Transcribe all the records exactly and omit any images they hold.

-- DATA FOR PROCESSING start --

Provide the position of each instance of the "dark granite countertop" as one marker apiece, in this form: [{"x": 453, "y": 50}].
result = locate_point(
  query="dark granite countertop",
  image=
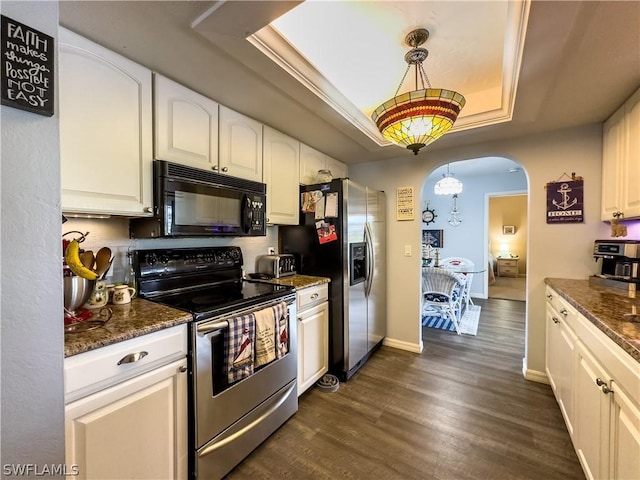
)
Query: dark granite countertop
[
  {"x": 299, "y": 281},
  {"x": 605, "y": 308},
  {"x": 128, "y": 321}
]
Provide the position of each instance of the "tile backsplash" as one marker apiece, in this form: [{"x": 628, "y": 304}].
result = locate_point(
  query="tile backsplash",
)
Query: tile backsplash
[{"x": 114, "y": 233}]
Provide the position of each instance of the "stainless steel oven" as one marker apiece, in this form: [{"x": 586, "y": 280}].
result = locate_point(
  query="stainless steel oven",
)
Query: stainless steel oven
[{"x": 227, "y": 419}]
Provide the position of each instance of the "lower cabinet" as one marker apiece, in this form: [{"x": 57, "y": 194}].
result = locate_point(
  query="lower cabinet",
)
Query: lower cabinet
[
  {"x": 136, "y": 429},
  {"x": 126, "y": 409},
  {"x": 313, "y": 335},
  {"x": 597, "y": 386}
]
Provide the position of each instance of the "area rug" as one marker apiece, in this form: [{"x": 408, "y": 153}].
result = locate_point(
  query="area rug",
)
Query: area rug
[{"x": 468, "y": 324}]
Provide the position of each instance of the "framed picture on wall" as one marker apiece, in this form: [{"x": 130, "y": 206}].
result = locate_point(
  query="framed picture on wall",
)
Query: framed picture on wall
[{"x": 433, "y": 238}]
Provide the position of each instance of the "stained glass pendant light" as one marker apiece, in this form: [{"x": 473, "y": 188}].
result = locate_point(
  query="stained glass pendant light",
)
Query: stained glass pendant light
[
  {"x": 417, "y": 118},
  {"x": 448, "y": 184}
]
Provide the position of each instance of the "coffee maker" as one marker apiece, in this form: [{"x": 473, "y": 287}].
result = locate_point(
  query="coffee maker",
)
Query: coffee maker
[{"x": 620, "y": 261}]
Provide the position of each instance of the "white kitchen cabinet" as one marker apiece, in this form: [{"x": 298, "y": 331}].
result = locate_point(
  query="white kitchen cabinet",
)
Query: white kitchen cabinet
[
  {"x": 313, "y": 335},
  {"x": 312, "y": 160},
  {"x": 240, "y": 145},
  {"x": 126, "y": 409},
  {"x": 621, "y": 161},
  {"x": 105, "y": 130},
  {"x": 281, "y": 173},
  {"x": 592, "y": 420},
  {"x": 185, "y": 125},
  {"x": 561, "y": 356}
]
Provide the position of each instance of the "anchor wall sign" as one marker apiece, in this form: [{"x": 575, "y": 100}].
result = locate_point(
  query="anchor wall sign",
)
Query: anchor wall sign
[{"x": 565, "y": 201}]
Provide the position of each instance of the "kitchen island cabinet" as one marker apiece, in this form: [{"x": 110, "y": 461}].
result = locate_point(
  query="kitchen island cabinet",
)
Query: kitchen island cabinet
[
  {"x": 105, "y": 130},
  {"x": 126, "y": 408},
  {"x": 603, "y": 366},
  {"x": 185, "y": 125},
  {"x": 281, "y": 155}
]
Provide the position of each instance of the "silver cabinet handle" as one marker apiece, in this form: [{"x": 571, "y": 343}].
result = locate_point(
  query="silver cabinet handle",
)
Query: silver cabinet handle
[{"x": 133, "y": 357}]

-- DATA FOR PROCESSING end --

## [RESULT BELOW]
Provide the position of each instance of the "dark granite countertop" as one marker apiece, in this form: [{"x": 453, "y": 50}].
result = locate_point(
  query="dark granite countertop",
  image=
)
Query: dark granite countertop
[
  {"x": 299, "y": 281},
  {"x": 605, "y": 308},
  {"x": 128, "y": 321}
]
Provide the position of each instance of the "tile backsplash" as one marker apiece, in this form: [{"x": 628, "y": 304}].
result = locate_point(
  query="tile backsplash",
)
Query: tile backsplash
[{"x": 114, "y": 233}]
Provide the position of each instance of the "stainless steel oven" as one marker apiece, in this form: [{"x": 586, "y": 280}].
result = locate_point(
  query="stainless steel oven",
)
Query: stainless steel oven
[{"x": 227, "y": 419}]
Provide the position of each instance of the "lower cabinet" as one marker apiece, in this form: [{"x": 57, "y": 194}].
result = locate_point(
  query="lower cabinet",
)
Query: lower cabinet
[
  {"x": 136, "y": 429},
  {"x": 126, "y": 409},
  {"x": 313, "y": 335},
  {"x": 597, "y": 386}
]
Provide the position of each instance of the "area rug" as one marker apiece, in this form: [{"x": 408, "y": 153}].
result = locate_point(
  query="area rug",
)
Query: area rug
[{"x": 468, "y": 324}]
Provide the position of each instance of the "framed picture on wall" as one marker apiece, in this form: [{"x": 130, "y": 206}].
result = locate_point(
  query="framed picture on wall",
)
Query: framed picture on wall
[{"x": 433, "y": 238}]
Provide the position of each instance of the "stained glass pendant light" as one marker apiece, in this form: [{"x": 473, "y": 188}].
result = locate_point(
  query="stained glass pendant light",
)
Query: stained glass pendant light
[
  {"x": 417, "y": 118},
  {"x": 448, "y": 184}
]
Provide the position of each instance of the "coffee maker" as one marker apiece, in this form: [{"x": 473, "y": 287}].
result = locate_point(
  query="coffee maker",
)
Query: coffee maker
[{"x": 620, "y": 261}]
Provide the position of each instance of the "white kitchen cabinet" as one marker apiece, in this form: [{"x": 298, "y": 331}].
result = locate_point(
  query="white kitchen cabinet",
)
Query: white kitchen cabinet
[
  {"x": 313, "y": 335},
  {"x": 312, "y": 160},
  {"x": 240, "y": 145},
  {"x": 126, "y": 409},
  {"x": 621, "y": 161},
  {"x": 105, "y": 130},
  {"x": 281, "y": 173},
  {"x": 592, "y": 420},
  {"x": 185, "y": 125},
  {"x": 561, "y": 356}
]
Provide the position of each instance of the "anchor wall sign" as one marker apiece, in this form: [{"x": 575, "y": 100}].
result = locate_point(
  query="anchor wall sign",
)
Query: anchor wall sign
[{"x": 565, "y": 201}]
Provide the position of each instance of the "kitchen island cabinet" as one marker apiece, in this form: [{"x": 110, "y": 461}].
result = locate_point(
  query="kitchen island cabinet",
)
Query: kitchen island cabinet
[
  {"x": 105, "y": 130},
  {"x": 126, "y": 408},
  {"x": 603, "y": 366},
  {"x": 185, "y": 125},
  {"x": 281, "y": 155}
]
Provide the position of each instance of the "silver cabinet handle" as one marker apiece, in this form: [{"x": 571, "y": 343}].
result = locate_point(
  query="silver cabinet handle",
)
Query: silver cabinet handle
[{"x": 133, "y": 357}]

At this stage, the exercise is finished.